> _Set task_:
Your task is to write out the lines from the line containing "Where can the cluster" through the last line of the material, exactly.

--- begin Data to use ---

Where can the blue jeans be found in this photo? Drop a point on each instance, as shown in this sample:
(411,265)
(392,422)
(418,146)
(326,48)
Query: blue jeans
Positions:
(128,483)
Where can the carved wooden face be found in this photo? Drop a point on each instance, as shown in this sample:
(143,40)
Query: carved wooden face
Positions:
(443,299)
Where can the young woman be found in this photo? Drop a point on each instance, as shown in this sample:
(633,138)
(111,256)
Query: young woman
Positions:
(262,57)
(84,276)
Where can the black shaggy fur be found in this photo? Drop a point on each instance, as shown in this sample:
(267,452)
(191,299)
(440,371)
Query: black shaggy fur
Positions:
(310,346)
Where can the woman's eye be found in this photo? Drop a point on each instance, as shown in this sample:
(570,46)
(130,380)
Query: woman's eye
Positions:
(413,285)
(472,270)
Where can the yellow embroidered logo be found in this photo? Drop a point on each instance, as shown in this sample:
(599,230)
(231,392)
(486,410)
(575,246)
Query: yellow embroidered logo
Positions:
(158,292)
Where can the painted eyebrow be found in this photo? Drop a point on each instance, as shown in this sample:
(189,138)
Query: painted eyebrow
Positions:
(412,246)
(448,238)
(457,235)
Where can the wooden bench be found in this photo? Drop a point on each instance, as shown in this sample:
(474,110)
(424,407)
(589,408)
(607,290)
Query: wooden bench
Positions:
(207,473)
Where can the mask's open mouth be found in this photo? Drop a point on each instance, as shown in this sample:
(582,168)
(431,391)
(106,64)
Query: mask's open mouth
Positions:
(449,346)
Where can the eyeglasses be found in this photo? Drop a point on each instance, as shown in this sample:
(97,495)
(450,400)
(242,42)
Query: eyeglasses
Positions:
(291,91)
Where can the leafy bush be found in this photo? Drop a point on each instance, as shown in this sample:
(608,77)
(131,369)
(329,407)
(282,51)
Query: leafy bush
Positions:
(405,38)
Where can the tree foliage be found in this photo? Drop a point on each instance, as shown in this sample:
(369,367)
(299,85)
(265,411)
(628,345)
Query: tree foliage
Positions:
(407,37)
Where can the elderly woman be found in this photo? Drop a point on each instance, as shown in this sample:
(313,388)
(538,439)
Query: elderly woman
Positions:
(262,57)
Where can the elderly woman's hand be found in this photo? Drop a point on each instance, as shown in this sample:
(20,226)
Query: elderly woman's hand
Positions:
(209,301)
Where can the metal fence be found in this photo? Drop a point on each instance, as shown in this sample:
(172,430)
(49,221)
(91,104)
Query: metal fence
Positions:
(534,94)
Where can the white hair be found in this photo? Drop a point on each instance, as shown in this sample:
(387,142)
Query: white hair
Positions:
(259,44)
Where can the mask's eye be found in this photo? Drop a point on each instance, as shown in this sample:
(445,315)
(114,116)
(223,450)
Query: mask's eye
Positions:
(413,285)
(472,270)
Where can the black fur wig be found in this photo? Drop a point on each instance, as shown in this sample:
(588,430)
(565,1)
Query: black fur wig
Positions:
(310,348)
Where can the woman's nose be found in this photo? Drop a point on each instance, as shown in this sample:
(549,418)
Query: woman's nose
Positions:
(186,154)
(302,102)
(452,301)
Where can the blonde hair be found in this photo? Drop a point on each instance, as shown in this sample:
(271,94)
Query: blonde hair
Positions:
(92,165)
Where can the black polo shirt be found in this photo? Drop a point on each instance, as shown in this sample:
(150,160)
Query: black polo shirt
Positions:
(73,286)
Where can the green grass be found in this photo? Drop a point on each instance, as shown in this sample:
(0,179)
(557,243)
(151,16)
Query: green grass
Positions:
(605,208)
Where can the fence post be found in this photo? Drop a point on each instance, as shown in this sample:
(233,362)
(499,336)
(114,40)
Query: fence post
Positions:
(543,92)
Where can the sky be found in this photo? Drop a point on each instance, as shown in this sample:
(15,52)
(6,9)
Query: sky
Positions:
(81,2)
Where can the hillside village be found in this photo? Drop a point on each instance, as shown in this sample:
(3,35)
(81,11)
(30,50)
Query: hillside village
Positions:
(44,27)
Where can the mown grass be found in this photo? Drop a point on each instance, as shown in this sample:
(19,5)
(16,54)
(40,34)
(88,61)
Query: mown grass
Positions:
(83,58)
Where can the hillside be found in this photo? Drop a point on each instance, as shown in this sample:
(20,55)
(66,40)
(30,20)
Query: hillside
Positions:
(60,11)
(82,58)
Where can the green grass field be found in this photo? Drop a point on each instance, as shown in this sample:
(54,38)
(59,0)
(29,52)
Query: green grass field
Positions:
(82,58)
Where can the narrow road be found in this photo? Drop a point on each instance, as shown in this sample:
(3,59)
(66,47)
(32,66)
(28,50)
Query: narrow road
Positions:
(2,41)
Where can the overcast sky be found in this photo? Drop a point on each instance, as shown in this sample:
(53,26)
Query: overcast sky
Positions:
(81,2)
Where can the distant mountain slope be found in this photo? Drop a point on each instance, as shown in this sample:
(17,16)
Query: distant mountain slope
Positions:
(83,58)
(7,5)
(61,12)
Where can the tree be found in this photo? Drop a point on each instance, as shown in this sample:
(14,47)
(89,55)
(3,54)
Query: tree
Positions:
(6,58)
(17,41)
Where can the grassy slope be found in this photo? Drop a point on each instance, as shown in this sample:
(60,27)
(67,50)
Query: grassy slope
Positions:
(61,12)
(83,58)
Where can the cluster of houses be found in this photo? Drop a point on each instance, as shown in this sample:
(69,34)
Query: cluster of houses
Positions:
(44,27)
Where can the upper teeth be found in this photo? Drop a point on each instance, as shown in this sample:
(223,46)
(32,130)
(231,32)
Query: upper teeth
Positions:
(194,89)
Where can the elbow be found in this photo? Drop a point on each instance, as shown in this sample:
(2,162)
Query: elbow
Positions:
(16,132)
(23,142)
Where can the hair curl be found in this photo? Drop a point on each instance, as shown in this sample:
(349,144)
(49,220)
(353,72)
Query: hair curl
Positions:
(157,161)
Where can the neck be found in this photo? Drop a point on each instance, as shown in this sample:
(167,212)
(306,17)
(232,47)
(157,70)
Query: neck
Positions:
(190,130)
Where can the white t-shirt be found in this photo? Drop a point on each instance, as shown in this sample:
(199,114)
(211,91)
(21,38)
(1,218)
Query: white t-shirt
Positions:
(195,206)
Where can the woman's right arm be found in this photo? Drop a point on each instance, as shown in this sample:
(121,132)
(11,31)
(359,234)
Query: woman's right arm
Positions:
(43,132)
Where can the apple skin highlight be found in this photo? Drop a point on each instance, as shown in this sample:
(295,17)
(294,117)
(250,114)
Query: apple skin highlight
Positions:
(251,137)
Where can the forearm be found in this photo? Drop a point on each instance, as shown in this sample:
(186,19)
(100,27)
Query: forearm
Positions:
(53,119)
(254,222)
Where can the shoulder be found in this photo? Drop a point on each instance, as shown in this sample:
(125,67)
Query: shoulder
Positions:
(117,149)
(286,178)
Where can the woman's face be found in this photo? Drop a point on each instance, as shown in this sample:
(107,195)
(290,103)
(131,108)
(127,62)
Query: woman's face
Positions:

--- end Data to use ---

> _Answer_:
Where can the cluster of houses be found in this photo? Drop a point on each instance, as shown in this sample:
(69,34)
Query: cluster of houses
Positions:
(44,27)
Where can the upper teeth be found in this photo? Drop a point on each instance, as shown in this sample:
(223,46)
(32,130)
(231,32)
Query: upper teeth
Positions:
(194,89)
Where can the elbow be found in this photo? Drop a point on each instance, as shown in this sample:
(2,162)
Query: elbow
Positions:
(16,132)
(23,142)
Where can the hair curl be found in this photo? Drop a point on each instance, as shown in this sample:
(349,144)
(49,220)
(353,72)
Query: hair curl
Positions:
(157,161)
Where can the neck be found in this photo? Drop a point on each instance, as shown in this sample:
(167,212)
(306,17)
(232,47)
(157,70)
Query: neck
Positions:
(190,130)
Where can the white t-shirt be found in this photo? Drop a point on each instance, as shown in this sample:
(199,114)
(211,91)
(21,38)
(1,218)
Query: white t-shirt
Positions:
(195,206)
Where can the woman's right arm be found in this photo? Drop a point on each instance, as shown in this sample:
(121,132)
(11,31)
(359,234)
Query: woman's right arm
Positions:
(43,132)
Where can the apple skin highlight be found in this photo? Drop a point on each instance, as shown in this sample:
(295,17)
(294,117)
(250,114)
Query: apple skin highlight
Positions:
(251,137)
Where can the forearm be found in this photo? Drop a point on each instance, as shown in this sample:
(186,19)
(100,27)
Query: forearm
Positions:
(53,119)
(254,222)
Where can the shoulder be found in this photo? Drop a point on each instance, as shown in this sample:
(125,67)
Query: shoulder
Positions:
(117,149)
(286,178)
Where can the woman's face be found in this photo? Drop a point on each instance, as shown in this sample:
(107,195)
(290,103)
(131,108)
(127,62)
Query: woman's face
Positions:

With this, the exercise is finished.